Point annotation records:
====================

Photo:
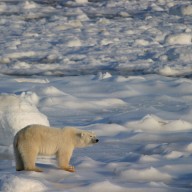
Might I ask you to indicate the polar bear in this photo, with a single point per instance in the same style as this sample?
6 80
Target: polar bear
43 140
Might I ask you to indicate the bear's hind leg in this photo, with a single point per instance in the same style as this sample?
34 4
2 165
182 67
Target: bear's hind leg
18 160
29 156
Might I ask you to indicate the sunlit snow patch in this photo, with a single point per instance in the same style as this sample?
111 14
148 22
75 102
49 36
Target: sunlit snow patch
16 112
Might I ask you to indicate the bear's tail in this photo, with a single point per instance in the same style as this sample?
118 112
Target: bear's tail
18 157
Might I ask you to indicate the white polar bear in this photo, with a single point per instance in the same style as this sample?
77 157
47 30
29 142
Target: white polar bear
39 139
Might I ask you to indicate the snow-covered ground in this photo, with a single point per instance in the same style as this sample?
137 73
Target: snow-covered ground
119 68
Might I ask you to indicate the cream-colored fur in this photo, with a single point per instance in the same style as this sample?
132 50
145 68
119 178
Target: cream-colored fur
36 140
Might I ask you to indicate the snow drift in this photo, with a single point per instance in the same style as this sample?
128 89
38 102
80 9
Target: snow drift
16 112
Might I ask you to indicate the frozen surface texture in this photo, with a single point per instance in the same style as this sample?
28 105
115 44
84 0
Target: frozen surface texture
119 68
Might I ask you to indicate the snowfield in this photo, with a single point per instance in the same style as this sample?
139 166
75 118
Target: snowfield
116 67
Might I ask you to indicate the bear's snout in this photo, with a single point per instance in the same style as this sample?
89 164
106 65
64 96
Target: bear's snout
95 140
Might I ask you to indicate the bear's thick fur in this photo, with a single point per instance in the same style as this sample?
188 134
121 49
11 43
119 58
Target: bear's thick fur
39 139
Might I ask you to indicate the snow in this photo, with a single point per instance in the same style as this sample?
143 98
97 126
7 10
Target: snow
119 68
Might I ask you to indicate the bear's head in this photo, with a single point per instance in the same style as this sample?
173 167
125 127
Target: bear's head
86 138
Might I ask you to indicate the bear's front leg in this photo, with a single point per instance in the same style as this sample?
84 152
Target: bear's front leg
64 157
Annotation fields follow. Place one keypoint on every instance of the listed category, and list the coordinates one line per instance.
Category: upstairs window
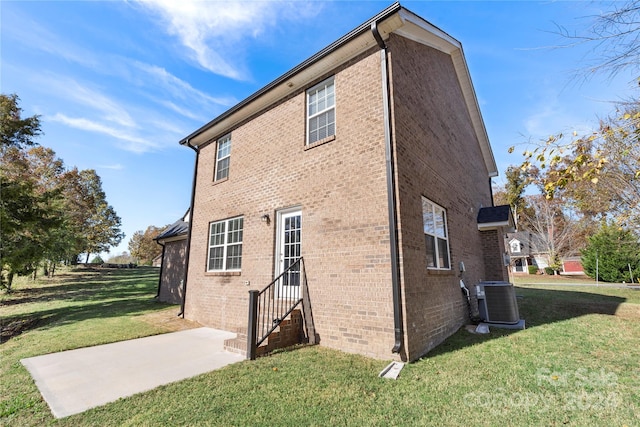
(225, 245)
(321, 112)
(223, 155)
(434, 219)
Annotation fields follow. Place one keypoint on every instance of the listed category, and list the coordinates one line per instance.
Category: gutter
(304, 65)
(161, 269)
(391, 194)
(188, 250)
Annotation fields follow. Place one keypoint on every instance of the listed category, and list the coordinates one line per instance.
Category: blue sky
(119, 83)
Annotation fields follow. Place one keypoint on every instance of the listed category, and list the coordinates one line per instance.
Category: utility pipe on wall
(391, 195)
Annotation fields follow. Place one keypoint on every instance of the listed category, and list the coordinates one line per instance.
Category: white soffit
(403, 23)
(296, 82)
(420, 31)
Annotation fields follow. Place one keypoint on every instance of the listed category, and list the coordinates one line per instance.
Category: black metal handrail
(270, 306)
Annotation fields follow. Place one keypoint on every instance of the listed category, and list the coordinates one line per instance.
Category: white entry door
(289, 251)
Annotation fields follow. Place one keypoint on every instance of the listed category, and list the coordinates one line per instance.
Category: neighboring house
(371, 161)
(172, 268)
(572, 266)
(520, 251)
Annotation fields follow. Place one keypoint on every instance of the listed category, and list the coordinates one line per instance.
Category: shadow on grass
(85, 286)
(538, 307)
(76, 298)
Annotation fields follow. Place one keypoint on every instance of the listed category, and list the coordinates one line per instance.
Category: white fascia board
(420, 31)
(296, 82)
(173, 239)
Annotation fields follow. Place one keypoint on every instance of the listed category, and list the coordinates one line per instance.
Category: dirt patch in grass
(169, 320)
(16, 327)
(628, 311)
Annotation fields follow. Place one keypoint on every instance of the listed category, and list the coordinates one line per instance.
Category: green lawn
(576, 364)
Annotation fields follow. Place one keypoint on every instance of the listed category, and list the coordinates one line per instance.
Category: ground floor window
(434, 219)
(225, 245)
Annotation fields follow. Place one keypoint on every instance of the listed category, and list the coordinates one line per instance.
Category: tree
(14, 130)
(600, 172)
(142, 245)
(95, 223)
(123, 258)
(97, 260)
(555, 231)
(614, 252)
(614, 37)
(30, 208)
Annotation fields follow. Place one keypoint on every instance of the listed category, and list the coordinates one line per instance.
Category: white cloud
(109, 109)
(213, 31)
(117, 166)
(179, 88)
(135, 144)
(28, 32)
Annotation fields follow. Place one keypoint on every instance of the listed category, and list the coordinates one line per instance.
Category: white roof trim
(403, 23)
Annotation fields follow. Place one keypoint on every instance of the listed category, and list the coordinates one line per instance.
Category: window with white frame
(223, 155)
(321, 111)
(434, 219)
(225, 245)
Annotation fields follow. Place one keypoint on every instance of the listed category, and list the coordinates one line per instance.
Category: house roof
(394, 19)
(492, 217)
(180, 228)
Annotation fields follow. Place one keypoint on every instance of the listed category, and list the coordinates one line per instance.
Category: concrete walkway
(74, 381)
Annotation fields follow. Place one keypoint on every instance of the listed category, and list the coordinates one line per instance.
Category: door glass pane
(443, 253)
(431, 250)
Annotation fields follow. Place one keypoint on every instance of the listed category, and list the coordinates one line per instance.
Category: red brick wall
(173, 272)
(341, 189)
(437, 156)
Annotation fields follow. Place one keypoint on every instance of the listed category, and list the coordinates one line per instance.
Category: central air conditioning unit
(497, 303)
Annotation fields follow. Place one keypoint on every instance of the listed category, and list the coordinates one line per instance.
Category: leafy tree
(47, 214)
(143, 247)
(30, 210)
(554, 228)
(16, 131)
(613, 250)
(123, 258)
(599, 172)
(95, 224)
(97, 260)
(614, 37)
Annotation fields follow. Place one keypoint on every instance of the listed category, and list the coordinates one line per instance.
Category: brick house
(371, 161)
(173, 240)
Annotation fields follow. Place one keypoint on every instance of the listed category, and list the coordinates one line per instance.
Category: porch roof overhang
(395, 19)
(495, 217)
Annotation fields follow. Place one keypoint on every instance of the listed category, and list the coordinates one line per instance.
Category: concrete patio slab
(74, 381)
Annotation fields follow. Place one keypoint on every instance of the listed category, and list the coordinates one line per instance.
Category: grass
(576, 364)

====================

**WHAT TO WORK ON:** Repeat the data above exactly, but not the pictures.

**ANSWER FOR THIS EXERCISE:**
Photo:
Might I ask you to indicate the polar bear in this photo, with a single point per instance in the same style as this sample?
6 80
Target: polar bear
43 140
Might I ask you to indicate the bear's hind leg in this photo, with a single point per instance in the same style as this sample?
34 4
2 165
182 67
Target: bear's hind leg
18 160
29 156
Might I ask you to indicate the sunlit snow patch in this photo, with a single point per instance in the same style as this sample?
111 14
148 22
75 102
49 36
Target: sunlit snow patch
16 112
Might I ask you to indicate the bear's tail in this photo, with a single point per instance in the same style as this sample?
118 112
Target: bear's tail
18 157
Might I ask you to indicate the white polar bear in this photo, with a single point per instance in the same style as this sample?
77 157
47 30
29 142
Target: white polar bear
39 139
Might I ask you to indicate the snow-covered ground in this photo, with a single point per instance in the same style as this sample?
137 73
Target: snow-covered ground
119 68
Might I ask you to indicate the cream-colored fur in this photo, with a single point per instance in the same style as this sample?
132 50
145 68
119 178
Target: cream-colored fur
36 140
Might I ask you to indicate the snow drift in this photo, with a single point per instance in the same style as this sample?
128 89
38 102
80 9
Target: snow drift
16 112
Might I ask you to indicate the frozen surface texture in this photo, with a single point per instance in the same style as this sample?
28 105
115 44
84 0
Target: frozen surface texture
119 68
Might I ask you to indicate the snowfield in this photo, with a single point per instance in the same style as this sample?
139 166
75 118
Target: snowfield
116 67
Might I ask you to indicate the bear's snout in this photo, with a single point per instance in the same style as this sample?
89 164
106 65
64 96
Target: bear's snout
95 140
Might I ask you to indicate the bear's thick fur in this photo, with a single point per instance in the same style as this sample?
188 134
121 49
11 43
119 58
Target: bear's thick fur
39 139
Might I ask you to indicate the snow in this photo, with a single point per instance in the same style as this sample?
143 98
97 126
7 10
Target: snow
119 68
Might I ask you to indicate the bear's head in this photo, with a single point per instance in the same style as this sample?
173 167
125 127
Target: bear's head
86 138
Might I ask you to indicate the bear's front leg in this photo, with a single point per instance in the same style as this sample?
84 152
Target: bear's front leg
64 157
Annotation fields follow. Place one keypoint on every instance of the listed category, and list the coordinates one line per instance.
Category: upstairs window
(225, 245)
(321, 112)
(223, 155)
(434, 219)
Annotation fields follow. Place one keypoint on every instance of the listed category, and list the coordinates one line per instance.
Category: gutter
(304, 65)
(161, 269)
(391, 194)
(188, 250)
Annotation fields follow. Place one keypoint on every instance of the listed category, and list the coordinates one line per instance.
Category: blue sky
(119, 83)
Annotation fields follow. Place one keypoint on every instance of the listed category, and list the coordinates one line per instance.
Category: utility pipe on wall
(391, 195)
Annotation fields follow. Place one keypoint on every instance of the listed category, and list the coordinates one line per instance.
Category: white soffit
(403, 23)
(296, 82)
(420, 31)
Annotation fields follow. Place one keypoint on every instance of the listed category, and list the coordinates one line per instance.
Category: black metal handrail
(270, 306)
Annotation fields follow. Place one keypoint on every instance of the listed category, and list the coordinates one line per instance.
Category: white entry door
(289, 251)
Annotation fields follow. Place one keypoint on every instance of the listed category, and list the coordinates one line per instance.
Category: neighboring house
(371, 161)
(172, 268)
(572, 266)
(520, 251)
Annotation fields follow. Place one keypoint on every instance of the listed category, and list the coordinates one line per instance.
Category: shadow on grass
(85, 286)
(538, 307)
(76, 298)
Annotation fields follow. Place one keypoint on every instance of the listed category, and list the coordinates one line per instance.
Category: white fascia board
(420, 31)
(296, 82)
(173, 239)
Annotation fields follow. Place one keypoint on every instance of the listed category, and list the coordinates one line per instance.
Category: dirt patch in grass
(169, 320)
(16, 327)
(628, 311)
Annotation fields follow. Place one keypoint on every instance of the listed category, and list the coordinates one line per instance.
Category: green lawn
(576, 364)
Annotation fields follow. Place one keypoint on every instance of the listed category, and list the coordinates one line per instance.
Category: ground floor window
(434, 219)
(225, 245)
Annotation fields follow. Place one keypoint on every instance of the listed category, and list the coordinates one line per instance.
Category: tree
(14, 130)
(600, 172)
(142, 245)
(95, 223)
(123, 258)
(97, 260)
(555, 231)
(614, 252)
(614, 37)
(30, 208)
Annotation fields follow. Place one keypoint on every instance of the listed category, and list the coordinates one line per instance.
Category: white cloud
(109, 109)
(213, 31)
(117, 166)
(179, 88)
(135, 144)
(28, 32)
Annotation fields follow. Place one keypoint on every instance of the listed category, and list the coordinates one line per instance.
Category: white roof trim
(403, 23)
Annotation fields follow. Place one keypoint on every instance of the listed category, and list the coordinates one line per instance.
Category: window with white frame
(223, 155)
(321, 111)
(434, 219)
(225, 245)
Annotation fields follow. Place one keypoint on every instance of the listed category, and list the coordinates one line per instance.
Category: house roof
(394, 19)
(492, 217)
(180, 228)
Annotation fields follow. Place one keypoint on every instance of the listed category, and list the coordinates one line per instance.
Category: concrete walkway
(74, 381)
Annotation fields follow. Place one keypoint on every instance of the listed category, and list the coordinates one line per instance.
Category: door glass pane
(443, 253)
(431, 250)
Annotation fields follow. Place one keypoint on every instance of the listed category, and list the coordinates one line per instance.
Category: red brick wall
(173, 272)
(341, 189)
(437, 156)
Annotation fields follow. Place one keypoint on every instance of the listed category, and list the coordinates one line per instance.
Category: central air conditioning unit
(497, 303)
Annotation fields follow. Place one keypoint on every instance of the listed category, and list the coordinates one line per instance.
Category: leafy tree
(47, 214)
(143, 247)
(30, 210)
(554, 228)
(16, 131)
(613, 250)
(123, 258)
(599, 172)
(95, 224)
(97, 260)
(614, 37)
Annotation fields follow. Place one keypoint on every instance of the listed category, and list the coordinates one line per instance.
Category: brick house
(371, 161)
(173, 240)
Annotation fields follow. Place one keypoint on every instance of the listed category, and list the coordinates one line per instance.
Category: porch roof overhang
(395, 19)
(495, 217)
Annotation fields follow. Place one keypoint on every instance of the listed category, and list the coordinates one line per instance.
Category: concrete patio slab
(74, 381)
Annotation fields follow. Place one keypoint on every instance of the listed category, and list the coordinates one line per instance.
Category: grass
(576, 364)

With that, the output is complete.